[Instruções]:
1. No trecho jurídico, em que prazo e perante que tribunal devem ser arguidas as nulidades processuais?
2. Escreva a continuação do trecho jurídico sobre nulidades processuais a partir do ponto em que ele termina.

===== Trecho de origem

Nesta conformação, não pode deixar se atender aos elementos de correspondência constantes de fls. 42, vº e 50; bem como àqueles outros, de fls. 51 e 52) e 53. (de resto, não infirmadas).

Do mesmo modo, à circunstância atestadora, na expressão, aí assumida, do Relatório Pericial conexo, maxime, de fls. 175 182.

Não podendo deixar de eleger, aceitando por conforme aos materiais, trabalhos e obras empreendidas, que o mesmo é dizer às benfeitorias realizadas, ainda que (no limite…) tipologicamente diferenciadas, o valor de correspondência impetrado.

*

Podendo, deste modo, concluir-se, sumariando (art. 663º, nº7, NCPC), que:

1.

O excesso de pronúncia configurar um mero vício formal - que não erro de substância ou de julgamento - traduzido em decisão para além dos poderes de cognição do julgador. O que, aqui, não assume perfil. Todavia, ainda que assim tivesse acontecido, a verdade é que as nulidades processuais devem ser arguidas no prazo legal e, em princípio, perante o tribunal onde ocorrem, sob pena de considerarem sanadas, a não ser que sejam de conhecimento oficioso. Em via de recurso apenas devem ser conhecidas as nulidades processuais cobertas por despacho que sobre elas se tenha pronunciado, a não ser que sejam de conhecimento oficioso. Consequentemente, é intempestiva a arguição de nulidade mediante recurso da sentença final que dela não conheceu, considerando-se sanada tal nulidade.

==========
===== Dados fornecidos

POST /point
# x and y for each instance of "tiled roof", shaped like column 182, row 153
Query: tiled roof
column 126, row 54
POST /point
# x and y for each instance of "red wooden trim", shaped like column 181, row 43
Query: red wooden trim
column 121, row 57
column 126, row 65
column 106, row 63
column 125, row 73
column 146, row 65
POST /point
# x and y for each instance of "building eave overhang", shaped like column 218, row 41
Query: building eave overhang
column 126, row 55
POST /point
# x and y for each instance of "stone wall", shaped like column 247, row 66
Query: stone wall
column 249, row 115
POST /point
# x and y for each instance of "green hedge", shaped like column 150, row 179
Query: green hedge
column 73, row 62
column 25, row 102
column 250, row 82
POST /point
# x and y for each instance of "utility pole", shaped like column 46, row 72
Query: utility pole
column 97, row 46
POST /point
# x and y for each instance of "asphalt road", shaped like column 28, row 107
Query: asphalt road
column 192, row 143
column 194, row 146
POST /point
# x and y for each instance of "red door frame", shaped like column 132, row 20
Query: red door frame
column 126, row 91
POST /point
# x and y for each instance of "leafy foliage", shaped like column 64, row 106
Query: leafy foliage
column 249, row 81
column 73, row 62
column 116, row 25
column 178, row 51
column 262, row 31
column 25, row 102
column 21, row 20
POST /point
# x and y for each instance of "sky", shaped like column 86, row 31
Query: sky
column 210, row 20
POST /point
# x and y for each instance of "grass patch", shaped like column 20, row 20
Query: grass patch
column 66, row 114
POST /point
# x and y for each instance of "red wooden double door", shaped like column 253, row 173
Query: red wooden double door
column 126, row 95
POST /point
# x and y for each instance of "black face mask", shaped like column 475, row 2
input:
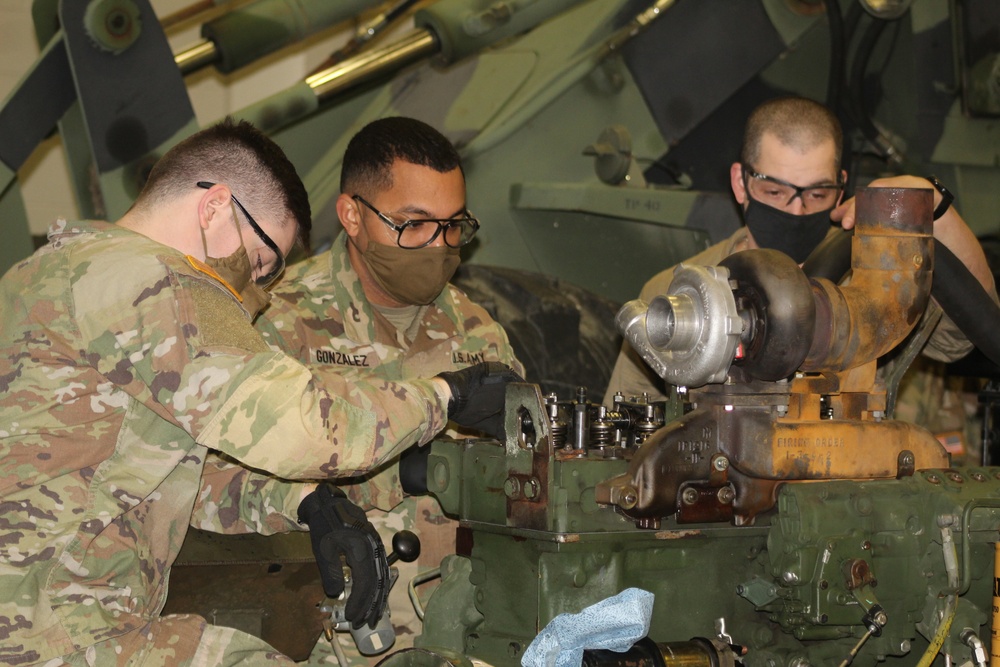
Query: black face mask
column 794, row 235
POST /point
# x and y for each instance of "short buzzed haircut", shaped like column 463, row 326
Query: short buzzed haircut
column 367, row 164
column 795, row 121
column 239, row 155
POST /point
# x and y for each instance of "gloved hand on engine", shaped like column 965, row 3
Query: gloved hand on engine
column 338, row 526
column 477, row 396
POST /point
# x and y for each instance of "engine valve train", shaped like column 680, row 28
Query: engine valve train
column 778, row 514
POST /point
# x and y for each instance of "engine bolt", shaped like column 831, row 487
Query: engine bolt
column 726, row 495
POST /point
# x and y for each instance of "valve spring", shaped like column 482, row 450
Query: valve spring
column 600, row 433
column 557, row 430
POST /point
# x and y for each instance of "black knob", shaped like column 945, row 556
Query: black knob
column 405, row 547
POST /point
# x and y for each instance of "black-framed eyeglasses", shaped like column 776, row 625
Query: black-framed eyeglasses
column 279, row 265
column 778, row 193
column 419, row 232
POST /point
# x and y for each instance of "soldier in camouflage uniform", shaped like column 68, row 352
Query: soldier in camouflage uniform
column 378, row 302
column 788, row 183
column 139, row 400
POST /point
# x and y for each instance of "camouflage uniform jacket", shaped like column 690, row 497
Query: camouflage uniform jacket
column 124, row 370
column 321, row 315
column 632, row 377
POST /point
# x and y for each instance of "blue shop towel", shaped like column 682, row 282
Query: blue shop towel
column 613, row 624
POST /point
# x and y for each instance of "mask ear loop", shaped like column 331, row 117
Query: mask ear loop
column 239, row 232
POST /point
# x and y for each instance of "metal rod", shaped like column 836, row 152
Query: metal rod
column 196, row 57
column 416, row 45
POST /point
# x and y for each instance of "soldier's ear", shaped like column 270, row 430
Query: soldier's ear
column 736, row 182
column 215, row 205
column 349, row 213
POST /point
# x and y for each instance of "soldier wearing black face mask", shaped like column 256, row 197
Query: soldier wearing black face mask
column 789, row 185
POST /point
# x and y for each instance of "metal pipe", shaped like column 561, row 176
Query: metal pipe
column 890, row 284
column 416, row 45
column 194, row 58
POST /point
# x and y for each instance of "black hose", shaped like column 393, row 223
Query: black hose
column 835, row 83
column 859, row 110
column 964, row 300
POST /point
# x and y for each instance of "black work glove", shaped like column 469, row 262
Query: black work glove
column 338, row 526
column 477, row 396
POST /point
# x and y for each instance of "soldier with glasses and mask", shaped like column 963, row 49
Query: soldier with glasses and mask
column 379, row 301
column 789, row 185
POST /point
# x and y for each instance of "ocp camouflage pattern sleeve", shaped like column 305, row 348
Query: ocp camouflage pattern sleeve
column 263, row 409
column 111, row 396
column 234, row 499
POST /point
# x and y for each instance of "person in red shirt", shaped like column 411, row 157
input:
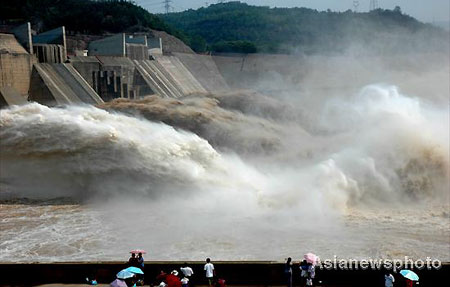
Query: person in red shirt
column 221, row 283
column 161, row 277
column 172, row 279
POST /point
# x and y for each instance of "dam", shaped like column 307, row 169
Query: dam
column 120, row 66
column 114, row 142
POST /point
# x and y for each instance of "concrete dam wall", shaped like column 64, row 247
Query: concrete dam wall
column 99, row 78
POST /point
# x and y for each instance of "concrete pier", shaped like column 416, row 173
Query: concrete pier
column 261, row 273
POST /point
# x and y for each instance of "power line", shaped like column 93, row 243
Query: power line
column 373, row 5
column 355, row 6
column 168, row 6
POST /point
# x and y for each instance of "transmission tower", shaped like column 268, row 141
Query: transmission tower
column 355, row 6
column 373, row 5
column 167, row 5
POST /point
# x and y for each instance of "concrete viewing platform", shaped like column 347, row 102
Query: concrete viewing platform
column 244, row 273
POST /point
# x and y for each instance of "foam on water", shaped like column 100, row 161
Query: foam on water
column 188, row 198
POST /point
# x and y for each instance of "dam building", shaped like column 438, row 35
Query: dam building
column 45, row 69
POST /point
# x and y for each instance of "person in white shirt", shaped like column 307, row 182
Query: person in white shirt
column 187, row 271
column 209, row 268
column 388, row 280
column 184, row 282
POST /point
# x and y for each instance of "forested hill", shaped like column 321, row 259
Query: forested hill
column 238, row 27
column 85, row 16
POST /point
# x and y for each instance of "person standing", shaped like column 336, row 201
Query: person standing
column 388, row 280
column 209, row 270
column 133, row 262
column 288, row 271
column 188, row 273
column 303, row 272
column 140, row 260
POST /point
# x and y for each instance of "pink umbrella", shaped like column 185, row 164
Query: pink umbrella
column 137, row 251
column 311, row 258
column 118, row 283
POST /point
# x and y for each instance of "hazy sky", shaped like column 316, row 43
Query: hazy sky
column 424, row 10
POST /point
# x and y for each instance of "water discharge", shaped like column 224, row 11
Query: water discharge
column 204, row 175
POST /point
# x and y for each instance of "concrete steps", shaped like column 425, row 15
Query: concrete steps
column 204, row 69
column 158, row 79
column 61, row 84
column 181, row 75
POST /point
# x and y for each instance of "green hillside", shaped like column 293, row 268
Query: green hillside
column 238, row 27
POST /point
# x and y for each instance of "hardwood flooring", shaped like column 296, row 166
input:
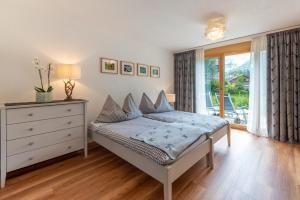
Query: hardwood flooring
column 252, row 168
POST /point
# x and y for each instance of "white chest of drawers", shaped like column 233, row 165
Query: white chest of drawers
column 35, row 132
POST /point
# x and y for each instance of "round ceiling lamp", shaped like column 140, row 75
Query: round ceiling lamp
column 215, row 28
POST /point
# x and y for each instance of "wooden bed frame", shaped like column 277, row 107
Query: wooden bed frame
column 166, row 174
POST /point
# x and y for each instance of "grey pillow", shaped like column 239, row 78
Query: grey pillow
column 130, row 108
column 162, row 104
column 146, row 105
column 111, row 112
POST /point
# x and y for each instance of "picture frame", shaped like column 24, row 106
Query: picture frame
column 142, row 70
column 127, row 68
column 155, row 72
column 108, row 65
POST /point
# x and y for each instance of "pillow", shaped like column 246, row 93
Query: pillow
column 111, row 112
column 130, row 108
column 162, row 104
column 146, row 105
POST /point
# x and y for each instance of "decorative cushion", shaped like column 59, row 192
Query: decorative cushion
column 130, row 108
column 111, row 112
column 146, row 105
column 162, row 104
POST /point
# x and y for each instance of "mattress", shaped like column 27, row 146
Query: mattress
column 121, row 133
column 211, row 123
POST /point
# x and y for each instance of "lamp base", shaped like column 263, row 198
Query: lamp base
column 68, row 98
column 69, row 86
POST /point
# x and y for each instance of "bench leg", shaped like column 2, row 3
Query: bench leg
column 229, row 136
column 167, row 191
column 211, row 153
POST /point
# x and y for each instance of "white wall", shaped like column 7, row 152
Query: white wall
column 28, row 31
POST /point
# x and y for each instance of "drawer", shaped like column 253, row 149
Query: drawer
column 19, row 115
column 15, row 131
column 38, row 141
column 36, row 156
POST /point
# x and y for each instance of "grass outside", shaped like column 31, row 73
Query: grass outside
column 238, row 99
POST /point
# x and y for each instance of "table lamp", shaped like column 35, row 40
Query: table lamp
column 69, row 73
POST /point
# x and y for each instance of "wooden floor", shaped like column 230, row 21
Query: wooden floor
column 253, row 168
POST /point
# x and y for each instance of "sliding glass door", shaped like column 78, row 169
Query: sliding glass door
column 212, row 85
column 227, row 75
column 236, row 88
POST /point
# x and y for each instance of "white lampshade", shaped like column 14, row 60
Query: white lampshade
column 171, row 98
column 68, row 71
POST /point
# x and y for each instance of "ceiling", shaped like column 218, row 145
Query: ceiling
column 169, row 24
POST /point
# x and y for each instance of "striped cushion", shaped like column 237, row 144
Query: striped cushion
column 162, row 104
column 111, row 112
column 130, row 108
column 146, row 105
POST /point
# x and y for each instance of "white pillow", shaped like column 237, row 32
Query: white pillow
column 111, row 112
column 146, row 105
column 130, row 108
column 162, row 104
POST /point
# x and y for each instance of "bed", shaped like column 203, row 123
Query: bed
column 117, row 138
column 212, row 123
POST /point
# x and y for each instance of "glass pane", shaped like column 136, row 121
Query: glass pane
column 212, row 85
column 236, row 88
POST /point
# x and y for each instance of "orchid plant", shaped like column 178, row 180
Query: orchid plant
column 41, row 69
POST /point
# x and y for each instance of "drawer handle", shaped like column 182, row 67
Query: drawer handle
column 31, row 143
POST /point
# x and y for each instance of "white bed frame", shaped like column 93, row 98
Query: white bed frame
column 166, row 174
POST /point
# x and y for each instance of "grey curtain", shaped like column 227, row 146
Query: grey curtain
column 184, row 77
column 284, row 85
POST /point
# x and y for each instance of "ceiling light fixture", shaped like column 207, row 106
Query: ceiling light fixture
column 215, row 28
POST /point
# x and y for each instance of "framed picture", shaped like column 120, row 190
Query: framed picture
column 155, row 71
column 142, row 70
column 127, row 68
column 109, row 66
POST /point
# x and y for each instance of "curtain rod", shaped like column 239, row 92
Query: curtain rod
column 239, row 39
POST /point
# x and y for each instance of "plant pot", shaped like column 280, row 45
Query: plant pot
column 43, row 97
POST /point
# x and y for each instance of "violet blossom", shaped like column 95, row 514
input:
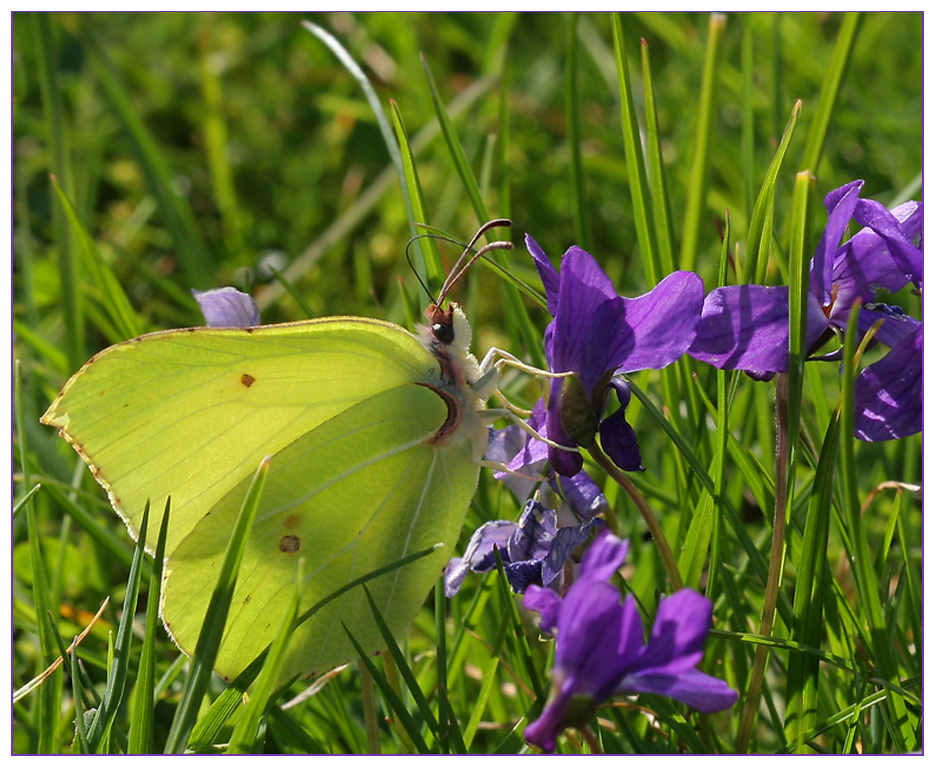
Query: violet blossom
column 598, row 336
column 747, row 326
column 227, row 308
column 552, row 526
column 600, row 648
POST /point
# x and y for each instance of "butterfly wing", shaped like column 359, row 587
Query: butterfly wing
column 357, row 479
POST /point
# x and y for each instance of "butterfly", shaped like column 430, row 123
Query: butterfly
column 375, row 437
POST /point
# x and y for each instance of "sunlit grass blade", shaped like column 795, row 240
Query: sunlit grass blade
column 113, row 298
column 60, row 166
column 831, row 87
column 209, row 640
column 430, row 266
column 760, row 231
column 386, row 130
column 801, row 237
column 210, row 724
column 457, row 152
column 140, row 738
column 574, row 128
column 489, row 680
column 403, row 667
column 450, row 733
column 393, row 700
column 810, row 596
column 244, row 738
column 48, row 705
column 117, row 673
column 665, row 237
column 702, row 146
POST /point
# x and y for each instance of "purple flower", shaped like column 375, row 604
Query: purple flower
column 747, row 326
column 889, row 393
column 600, row 648
column 227, row 308
column 533, row 551
column 598, row 335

==========

[Respostas]:
1. No prazo legal e, em princípio, perante o tribunal onde ocorrem.

2.
2.

Não se encontra o juiz obrigado a proceder à inquirição de uma testemunha só porque a parte, que a não apresentou oportunamente, invoca a importância daquela inquirição para a descoberta da verdade.

3.

Em função do que se consagra no art. 7º do NCPC (princípio da cooperação), o dever de conhecimento oficioso de direito pelo tribunal, tem como contraponto o prévio cumprimento do ónus da parte de indicar o direito e cumprir o procedimento que deve ser aplicado, especialmente quando a questão não tem resposta clara no sentido positivo. O que não pode ser postergado, nem mesmo a pretexto de «a cooperação entre magistrados, mandatários e partes visa, segundo o n.º 1, "obter, com brevidade e eficácia, ajusta composição do litígio".

4.

A concessão ao tribunal da faculdade de tomar declarações a pessoa não indicada como testemunha, não pode servir para subverter a regras processuais relativas à indicação e produção das provas e ao princípio do dispositivo. Pois que, se acaso o Tribunal fizer um tal uso dessa prerrogativa poderá estar a violar princípios constitucionais fundamentais, inerentes à aplicação da justiça e aos Tribunais, como sejam o da independência, da imparcialidade e da igualdade.

5.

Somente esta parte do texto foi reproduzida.